* Exercise goal
Look for the word "arch". Copy every line of the listing where it occurs.

* Data to process
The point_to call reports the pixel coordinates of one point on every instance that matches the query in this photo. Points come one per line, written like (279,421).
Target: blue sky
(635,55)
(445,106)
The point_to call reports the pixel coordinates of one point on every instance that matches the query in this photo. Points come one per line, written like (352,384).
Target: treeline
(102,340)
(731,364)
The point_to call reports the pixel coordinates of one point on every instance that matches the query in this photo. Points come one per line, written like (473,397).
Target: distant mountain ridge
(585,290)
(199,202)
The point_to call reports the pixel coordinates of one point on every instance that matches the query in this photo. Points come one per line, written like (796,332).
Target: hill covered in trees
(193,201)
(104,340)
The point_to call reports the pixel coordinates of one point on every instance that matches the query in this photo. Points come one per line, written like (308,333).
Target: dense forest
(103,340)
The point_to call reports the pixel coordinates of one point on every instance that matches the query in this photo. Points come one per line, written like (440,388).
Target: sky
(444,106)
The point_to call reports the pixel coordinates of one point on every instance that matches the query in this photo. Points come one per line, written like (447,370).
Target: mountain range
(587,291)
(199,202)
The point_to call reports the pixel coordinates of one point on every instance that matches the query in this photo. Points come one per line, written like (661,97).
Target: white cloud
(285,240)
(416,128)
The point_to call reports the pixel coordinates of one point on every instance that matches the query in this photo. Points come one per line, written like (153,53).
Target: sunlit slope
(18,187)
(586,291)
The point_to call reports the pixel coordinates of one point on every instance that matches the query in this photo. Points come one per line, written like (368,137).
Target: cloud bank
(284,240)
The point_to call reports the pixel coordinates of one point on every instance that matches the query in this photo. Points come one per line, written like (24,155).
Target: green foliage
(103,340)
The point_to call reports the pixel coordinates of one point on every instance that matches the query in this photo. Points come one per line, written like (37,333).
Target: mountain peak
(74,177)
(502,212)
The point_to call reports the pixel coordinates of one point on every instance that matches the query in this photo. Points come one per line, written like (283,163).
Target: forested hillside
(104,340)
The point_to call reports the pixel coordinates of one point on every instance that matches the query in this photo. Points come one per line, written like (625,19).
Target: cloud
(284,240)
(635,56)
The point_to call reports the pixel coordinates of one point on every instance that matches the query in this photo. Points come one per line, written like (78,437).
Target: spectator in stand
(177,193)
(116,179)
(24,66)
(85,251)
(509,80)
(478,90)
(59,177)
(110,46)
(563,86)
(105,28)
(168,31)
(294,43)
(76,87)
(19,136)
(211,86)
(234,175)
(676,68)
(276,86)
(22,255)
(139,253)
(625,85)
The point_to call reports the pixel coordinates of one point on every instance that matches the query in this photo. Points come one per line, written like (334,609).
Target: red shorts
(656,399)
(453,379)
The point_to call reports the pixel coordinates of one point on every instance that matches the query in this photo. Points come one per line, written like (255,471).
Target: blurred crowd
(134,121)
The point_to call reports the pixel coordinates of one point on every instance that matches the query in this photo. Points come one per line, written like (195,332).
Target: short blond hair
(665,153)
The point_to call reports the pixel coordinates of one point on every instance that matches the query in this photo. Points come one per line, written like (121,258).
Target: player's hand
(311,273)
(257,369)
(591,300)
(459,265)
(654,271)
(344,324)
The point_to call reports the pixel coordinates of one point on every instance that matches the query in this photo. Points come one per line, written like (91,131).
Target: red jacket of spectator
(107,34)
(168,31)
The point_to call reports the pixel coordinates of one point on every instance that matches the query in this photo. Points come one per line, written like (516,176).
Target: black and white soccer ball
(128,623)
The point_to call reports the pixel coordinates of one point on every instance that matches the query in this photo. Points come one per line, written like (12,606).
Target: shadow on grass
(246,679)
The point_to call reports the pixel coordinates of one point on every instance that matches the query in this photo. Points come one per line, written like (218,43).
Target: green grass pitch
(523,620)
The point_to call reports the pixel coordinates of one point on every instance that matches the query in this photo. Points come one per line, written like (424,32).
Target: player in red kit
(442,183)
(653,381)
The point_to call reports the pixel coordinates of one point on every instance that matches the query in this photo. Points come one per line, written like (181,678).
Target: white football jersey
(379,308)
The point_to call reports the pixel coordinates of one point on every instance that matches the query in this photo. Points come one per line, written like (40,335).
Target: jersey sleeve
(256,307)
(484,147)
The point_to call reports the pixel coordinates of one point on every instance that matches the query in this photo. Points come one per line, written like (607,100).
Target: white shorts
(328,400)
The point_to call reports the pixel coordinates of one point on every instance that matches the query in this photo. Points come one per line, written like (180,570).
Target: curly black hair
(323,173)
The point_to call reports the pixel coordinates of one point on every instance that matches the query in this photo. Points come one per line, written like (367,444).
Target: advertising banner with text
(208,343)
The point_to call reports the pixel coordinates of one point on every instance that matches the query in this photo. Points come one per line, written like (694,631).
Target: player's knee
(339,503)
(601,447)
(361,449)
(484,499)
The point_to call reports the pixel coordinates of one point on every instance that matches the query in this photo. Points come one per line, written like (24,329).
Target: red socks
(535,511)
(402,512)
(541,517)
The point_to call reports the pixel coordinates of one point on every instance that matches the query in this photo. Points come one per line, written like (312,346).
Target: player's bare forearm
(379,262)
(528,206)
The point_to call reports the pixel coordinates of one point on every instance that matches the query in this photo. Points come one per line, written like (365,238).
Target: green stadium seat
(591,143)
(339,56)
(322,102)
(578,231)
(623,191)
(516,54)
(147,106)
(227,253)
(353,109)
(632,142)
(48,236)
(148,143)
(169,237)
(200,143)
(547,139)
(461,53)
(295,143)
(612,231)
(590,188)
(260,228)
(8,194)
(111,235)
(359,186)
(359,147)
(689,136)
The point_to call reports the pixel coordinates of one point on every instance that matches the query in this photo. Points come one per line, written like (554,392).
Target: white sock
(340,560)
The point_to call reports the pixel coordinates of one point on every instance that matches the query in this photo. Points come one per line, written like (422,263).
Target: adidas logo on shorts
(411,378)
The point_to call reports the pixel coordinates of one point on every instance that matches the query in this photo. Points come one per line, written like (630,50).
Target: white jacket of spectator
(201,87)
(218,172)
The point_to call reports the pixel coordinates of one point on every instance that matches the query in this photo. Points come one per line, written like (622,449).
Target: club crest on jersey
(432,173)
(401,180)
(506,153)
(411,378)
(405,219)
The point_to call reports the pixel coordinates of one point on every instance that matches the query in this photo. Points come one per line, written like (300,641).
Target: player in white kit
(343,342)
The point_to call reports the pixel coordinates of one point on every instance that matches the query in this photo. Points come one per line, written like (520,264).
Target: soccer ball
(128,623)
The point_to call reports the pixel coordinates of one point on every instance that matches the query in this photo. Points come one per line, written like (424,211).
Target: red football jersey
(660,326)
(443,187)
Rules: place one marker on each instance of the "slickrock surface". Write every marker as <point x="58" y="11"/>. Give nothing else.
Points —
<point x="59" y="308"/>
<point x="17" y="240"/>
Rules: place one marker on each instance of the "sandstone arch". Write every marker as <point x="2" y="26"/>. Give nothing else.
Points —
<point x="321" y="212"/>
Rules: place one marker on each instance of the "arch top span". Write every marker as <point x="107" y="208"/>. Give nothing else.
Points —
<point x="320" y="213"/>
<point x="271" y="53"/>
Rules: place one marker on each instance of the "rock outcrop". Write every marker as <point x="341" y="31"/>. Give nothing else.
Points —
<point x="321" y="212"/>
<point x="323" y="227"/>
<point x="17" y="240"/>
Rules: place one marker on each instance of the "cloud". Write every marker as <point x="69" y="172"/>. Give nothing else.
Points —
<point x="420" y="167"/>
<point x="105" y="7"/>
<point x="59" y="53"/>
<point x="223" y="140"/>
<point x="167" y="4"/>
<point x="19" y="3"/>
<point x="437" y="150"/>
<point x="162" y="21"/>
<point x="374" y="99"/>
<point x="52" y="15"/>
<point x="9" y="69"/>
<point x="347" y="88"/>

* Reply to the task
Rules: place one marker on each instance of the "sandstone arch". Write every marker as <point x="2" y="26"/>. Give nothing else.
Rules: place one marker on each instance of the "arch top span". Write every marker as <point x="107" y="208"/>. Give nothing else.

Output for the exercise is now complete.